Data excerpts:

<<<<

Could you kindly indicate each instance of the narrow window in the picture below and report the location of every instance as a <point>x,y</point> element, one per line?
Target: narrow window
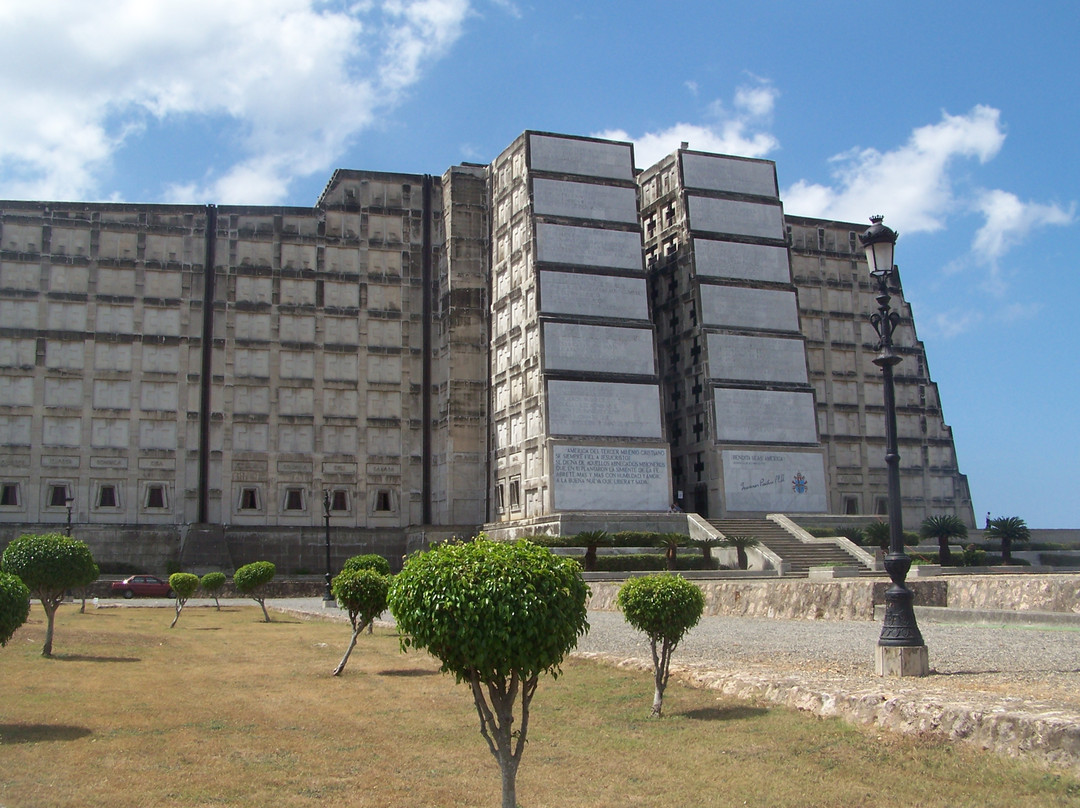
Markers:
<point>294,499</point>
<point>382,501</point>
<point>156,496</point>
<point>107,496</point>
<point>339,500</point>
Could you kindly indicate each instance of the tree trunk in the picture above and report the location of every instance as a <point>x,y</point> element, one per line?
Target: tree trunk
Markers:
<point>50,619</point>
<point>352,644</point>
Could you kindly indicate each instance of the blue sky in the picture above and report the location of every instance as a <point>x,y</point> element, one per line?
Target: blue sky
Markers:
<point>955,120</point>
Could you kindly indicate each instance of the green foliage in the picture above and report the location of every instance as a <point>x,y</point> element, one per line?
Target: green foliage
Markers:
<point>251,577</point>
<point>490,607</point>
<point>497,616</point>
<point>368,561</point>
<point>50,564</point>
<point>184,584</point>
<point>664,607</point>
<point>944,527</point>
<point>362,592</point>
<point>14,605</point>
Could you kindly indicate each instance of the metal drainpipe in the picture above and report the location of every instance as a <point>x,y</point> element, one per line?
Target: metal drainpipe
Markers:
<point>206,377</point>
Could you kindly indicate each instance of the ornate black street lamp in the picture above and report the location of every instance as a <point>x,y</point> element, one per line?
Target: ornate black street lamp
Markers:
<point>900,631</point>
<point>326,517</point>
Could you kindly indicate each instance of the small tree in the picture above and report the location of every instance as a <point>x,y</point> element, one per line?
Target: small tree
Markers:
<point>665,607</point>
<point>50,565</point>
<point>1008,529</point>
<point>363,592</point>
<point>741,543</point>
<point>368,561</point>
<point>497,616</point>
<point>591,540</point>
<point>250,580</point>
<point>14,605</point>
<point>184,584</point>
<point>212,584</point>
<point>944,527</point>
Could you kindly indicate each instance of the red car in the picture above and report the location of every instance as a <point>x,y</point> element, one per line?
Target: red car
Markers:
<point>143,584</point>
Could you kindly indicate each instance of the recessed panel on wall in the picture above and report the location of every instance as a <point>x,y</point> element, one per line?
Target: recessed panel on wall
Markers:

>>>>

▸ **Exercise description**: All pictures are to be skipped; the lines from the first line of the records through the line containing "Target: green foliage" are to be repeated exactly, both ends included.

▸ **Solution**:
Could you kindly indicate each instance of the narrow window in the picture below and report the location of every instance as a <point>x,y</point> element, one per line?
Target: narrow window
Markers:
<point>294,499</point>
<point>382,501</point>
<point>156,496</point>
<point>107,496</point>
<point>339,500</point>
Could you kindly indicate each instance of the tree trunk in the picture above and report the location of every instance as a <point>x,y</point> element, one per line?
Target: tree trunk
Markers:
<point>50,619</point>
<point>352,644</point>
Could you kindly indicate each instance of the blue sky in the picture above and report the location of every instance as a <point>x,y</point> element, one per line?
Target: blue sky
Markers:
<point>955,120</point>
Could you kindly indicate each instance of the green foliage in the picture above and report the location of every instance as a <point>x,y</point> element, one per line?
Target: green foliage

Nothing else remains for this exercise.